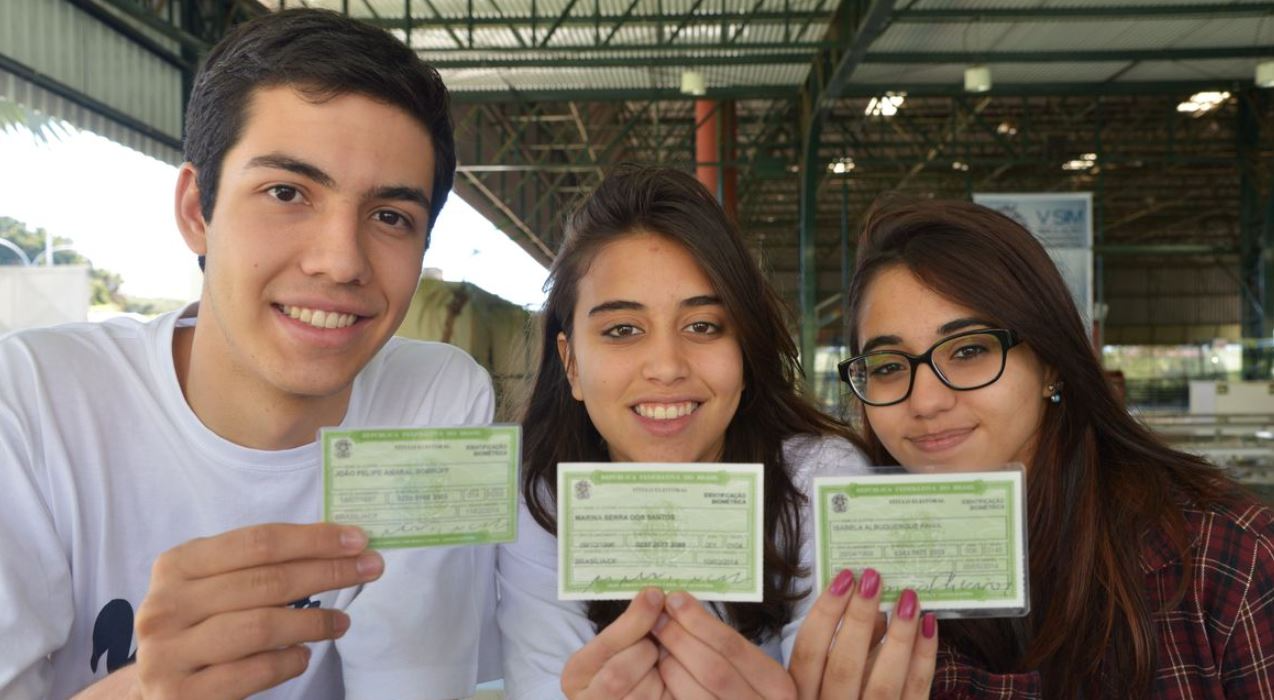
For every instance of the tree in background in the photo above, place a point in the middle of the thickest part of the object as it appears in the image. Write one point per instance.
(103, 284)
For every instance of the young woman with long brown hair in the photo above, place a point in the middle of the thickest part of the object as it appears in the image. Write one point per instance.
(1152, 573)
(661, 342)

============

Express the lines above as a two-column CSV with the headers "wording" and "answer", giving one row for each line that asks for points, paired with all the points listed under it. Put each value in its own quoted field with line breaks replaced by spaces, and leave the pictures out.

wording,answer
"For every instance of the tree in background in the photo above, place a point in the middle of the thickest part of the object as it appears in the image. Write one point per instance.","(103, 284)"
"For every instance of the young woman with long brown hair in the photo above, place a point in the middle of the thickest part of the object as it appears in the image. Write one point per instance.","(1152, 573) (661, 342)"